* **Recorded data**:
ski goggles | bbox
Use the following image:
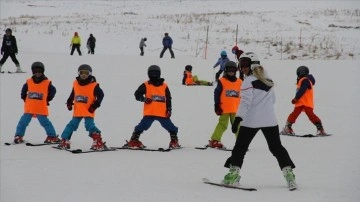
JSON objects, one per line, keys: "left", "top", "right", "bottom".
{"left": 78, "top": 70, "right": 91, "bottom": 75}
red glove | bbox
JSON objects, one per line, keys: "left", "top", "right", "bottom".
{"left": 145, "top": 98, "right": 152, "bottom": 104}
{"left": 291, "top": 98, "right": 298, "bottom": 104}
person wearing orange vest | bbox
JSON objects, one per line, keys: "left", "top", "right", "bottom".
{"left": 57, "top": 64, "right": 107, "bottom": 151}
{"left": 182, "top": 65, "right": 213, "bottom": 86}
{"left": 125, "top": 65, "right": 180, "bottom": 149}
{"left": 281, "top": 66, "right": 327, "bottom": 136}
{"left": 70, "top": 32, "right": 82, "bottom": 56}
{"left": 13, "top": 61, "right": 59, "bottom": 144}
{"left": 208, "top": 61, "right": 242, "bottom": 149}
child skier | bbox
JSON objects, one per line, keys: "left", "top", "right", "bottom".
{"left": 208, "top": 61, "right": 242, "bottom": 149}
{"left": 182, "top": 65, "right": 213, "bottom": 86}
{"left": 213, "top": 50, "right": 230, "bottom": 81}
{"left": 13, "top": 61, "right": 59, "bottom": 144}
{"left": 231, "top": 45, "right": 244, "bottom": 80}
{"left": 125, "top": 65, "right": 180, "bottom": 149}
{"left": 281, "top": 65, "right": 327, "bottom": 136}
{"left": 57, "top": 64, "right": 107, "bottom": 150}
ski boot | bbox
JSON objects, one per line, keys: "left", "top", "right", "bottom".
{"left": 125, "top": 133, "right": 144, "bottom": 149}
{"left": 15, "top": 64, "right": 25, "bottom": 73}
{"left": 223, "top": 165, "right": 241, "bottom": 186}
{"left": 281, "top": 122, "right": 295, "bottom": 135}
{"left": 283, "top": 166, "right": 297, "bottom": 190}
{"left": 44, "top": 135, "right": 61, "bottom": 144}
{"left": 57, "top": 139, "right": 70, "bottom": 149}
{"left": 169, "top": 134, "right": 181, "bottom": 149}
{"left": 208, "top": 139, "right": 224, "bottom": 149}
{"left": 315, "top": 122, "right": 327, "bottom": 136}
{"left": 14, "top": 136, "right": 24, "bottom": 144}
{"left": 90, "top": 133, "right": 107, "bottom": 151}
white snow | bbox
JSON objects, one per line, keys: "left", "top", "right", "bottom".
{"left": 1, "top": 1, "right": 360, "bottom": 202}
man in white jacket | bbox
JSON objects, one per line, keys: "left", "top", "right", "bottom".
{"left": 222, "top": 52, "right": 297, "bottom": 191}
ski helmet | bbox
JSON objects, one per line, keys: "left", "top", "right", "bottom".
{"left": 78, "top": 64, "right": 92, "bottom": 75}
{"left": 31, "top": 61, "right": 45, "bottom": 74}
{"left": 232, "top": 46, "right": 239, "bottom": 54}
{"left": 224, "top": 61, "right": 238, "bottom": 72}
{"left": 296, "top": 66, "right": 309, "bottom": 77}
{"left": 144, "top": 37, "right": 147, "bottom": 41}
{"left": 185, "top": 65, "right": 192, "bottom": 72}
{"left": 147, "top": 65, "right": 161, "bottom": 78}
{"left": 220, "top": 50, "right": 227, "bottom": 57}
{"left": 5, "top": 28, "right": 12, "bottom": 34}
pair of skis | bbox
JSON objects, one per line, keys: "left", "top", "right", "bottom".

* **Exercise prompt**: Show every line from the entries above in which the word "bbox" appears.

* **Problem solution**:
ski goggles | bbox
red glove | bbox
person wearing orange vest | bbox
child skier | bbox
ski boot | bbox
white snow | bbox
man in white jacket | bbox
ski helmet | bbox
pair of skis | bbox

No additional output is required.